-------- SELECTED EXCERPT

A psychology MSc graduate with a major in industrial psychology, she has spent 27 years working in people development, organisational and psychological assessment, personal and business change, leadership development, counselling, training and coaching, for individuals and organisations.
Having trained with New Insights, she says her approach over the years has become "deal with what shows up".
"I create a unique process for each client, and methodology and techniques are used from many different subject fields and integrated into an approach that works for that particular person," Holburn says.
She says a slow economy should not deter people from seeking coaching. "Every time you invest in growing yourself, you enable yourself to move ahead in life and make more money. Many coaches will allow you to structure something that works for you financially. And coaching is, for many people, and most companies, tax deductible."
Tresella Nayager helps small businessowners and entrepreneurs build their businesses. A former management consultant, she spent 10 years in academia, lecturing on strategy, entrepreneurship and small business.
She has a BCom honours and an MBA from Gordon Institute of Business Science, and is a certified neurolinguistic programming practitioner. This method works with the dynamics between mind and language, and how their interplay affects our body and behaviour.

----------------

▸ **REQUIREMENT**:
Please retype the excerpt on coaches from "Having trained with" up to and including "and small business.". The rows below the excerpt on coaches come from an unrelated source.

-------- EXCERPTED DATA

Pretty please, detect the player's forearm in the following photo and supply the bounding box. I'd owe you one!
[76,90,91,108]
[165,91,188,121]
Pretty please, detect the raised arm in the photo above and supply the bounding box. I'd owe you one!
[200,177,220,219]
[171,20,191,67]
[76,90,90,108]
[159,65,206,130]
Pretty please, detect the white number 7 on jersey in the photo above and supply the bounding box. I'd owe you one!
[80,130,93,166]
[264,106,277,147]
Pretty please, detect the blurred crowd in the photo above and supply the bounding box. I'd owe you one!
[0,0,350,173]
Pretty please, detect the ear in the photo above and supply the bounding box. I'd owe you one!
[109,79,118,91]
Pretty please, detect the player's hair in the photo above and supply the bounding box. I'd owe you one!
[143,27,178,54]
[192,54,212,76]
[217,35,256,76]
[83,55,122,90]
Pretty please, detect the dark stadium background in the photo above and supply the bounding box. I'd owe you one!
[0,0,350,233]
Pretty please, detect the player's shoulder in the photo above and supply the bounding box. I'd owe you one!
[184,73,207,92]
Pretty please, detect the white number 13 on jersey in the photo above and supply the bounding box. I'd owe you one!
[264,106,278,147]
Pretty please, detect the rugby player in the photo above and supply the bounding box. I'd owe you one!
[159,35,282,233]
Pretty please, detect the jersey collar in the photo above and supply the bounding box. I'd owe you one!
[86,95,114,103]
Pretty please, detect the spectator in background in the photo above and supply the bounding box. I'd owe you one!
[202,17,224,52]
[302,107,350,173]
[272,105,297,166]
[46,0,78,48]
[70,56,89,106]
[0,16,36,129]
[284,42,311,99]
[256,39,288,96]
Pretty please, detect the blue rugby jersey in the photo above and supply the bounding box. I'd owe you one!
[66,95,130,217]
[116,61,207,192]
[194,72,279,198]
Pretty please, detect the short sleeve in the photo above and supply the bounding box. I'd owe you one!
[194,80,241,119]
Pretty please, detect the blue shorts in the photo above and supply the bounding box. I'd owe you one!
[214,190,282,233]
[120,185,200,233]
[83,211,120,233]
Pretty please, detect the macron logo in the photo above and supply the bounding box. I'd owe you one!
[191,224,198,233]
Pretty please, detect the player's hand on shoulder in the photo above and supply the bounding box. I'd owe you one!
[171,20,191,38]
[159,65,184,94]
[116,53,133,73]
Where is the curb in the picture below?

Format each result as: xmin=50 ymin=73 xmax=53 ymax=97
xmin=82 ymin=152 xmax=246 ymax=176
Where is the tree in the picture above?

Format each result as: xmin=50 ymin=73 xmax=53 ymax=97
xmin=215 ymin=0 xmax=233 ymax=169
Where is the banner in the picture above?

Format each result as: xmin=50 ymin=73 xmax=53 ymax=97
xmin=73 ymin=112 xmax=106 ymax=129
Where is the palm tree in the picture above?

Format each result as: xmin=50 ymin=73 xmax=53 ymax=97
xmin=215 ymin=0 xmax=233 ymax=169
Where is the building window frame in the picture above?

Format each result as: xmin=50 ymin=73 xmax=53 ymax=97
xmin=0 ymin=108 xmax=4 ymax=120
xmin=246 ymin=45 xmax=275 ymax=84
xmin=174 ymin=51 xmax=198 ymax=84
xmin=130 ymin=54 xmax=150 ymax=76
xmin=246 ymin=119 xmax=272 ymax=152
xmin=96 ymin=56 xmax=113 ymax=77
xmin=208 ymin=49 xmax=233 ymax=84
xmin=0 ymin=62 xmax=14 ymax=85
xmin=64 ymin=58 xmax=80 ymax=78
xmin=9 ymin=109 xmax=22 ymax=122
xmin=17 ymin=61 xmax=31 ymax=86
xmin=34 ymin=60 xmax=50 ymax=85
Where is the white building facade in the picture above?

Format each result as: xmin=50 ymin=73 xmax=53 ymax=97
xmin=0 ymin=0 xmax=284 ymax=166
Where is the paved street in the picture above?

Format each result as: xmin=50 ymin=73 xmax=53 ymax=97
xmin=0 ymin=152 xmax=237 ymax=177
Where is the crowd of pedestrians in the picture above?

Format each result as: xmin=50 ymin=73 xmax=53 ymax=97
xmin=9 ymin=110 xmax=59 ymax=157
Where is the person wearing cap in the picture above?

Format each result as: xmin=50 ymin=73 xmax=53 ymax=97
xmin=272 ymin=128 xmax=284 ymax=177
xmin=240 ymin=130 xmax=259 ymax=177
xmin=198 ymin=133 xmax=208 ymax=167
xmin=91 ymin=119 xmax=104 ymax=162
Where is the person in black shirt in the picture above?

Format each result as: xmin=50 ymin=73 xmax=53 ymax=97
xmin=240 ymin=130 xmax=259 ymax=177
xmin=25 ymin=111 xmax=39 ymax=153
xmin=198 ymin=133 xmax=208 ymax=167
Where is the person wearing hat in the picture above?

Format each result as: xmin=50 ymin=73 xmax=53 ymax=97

----------------

▸ **THE COMPLETED TASK**:
Having trained with New Insights, she says her approach over the years has become "deal with what shows up".
"I create a unique process for each client, and methodology and techniques are used from many different subject fields and integrated into an approach that works for that particular person," Holburn says.
She says a slow economy should not deter people from seeking coaching. "Every time you invest in growing yourself, you enable yourself to move ahead in life and make more money. Many coaches will allow you to structure something that works for you financially. And coaching is, for many people, and most companies, tax deductible."
Tresella Nayager helps small businessowners and entrepreneurs build their businesses. A former management consultant, she spent 10 years in academia, lecturing on strategy, entrepreneurship and small business.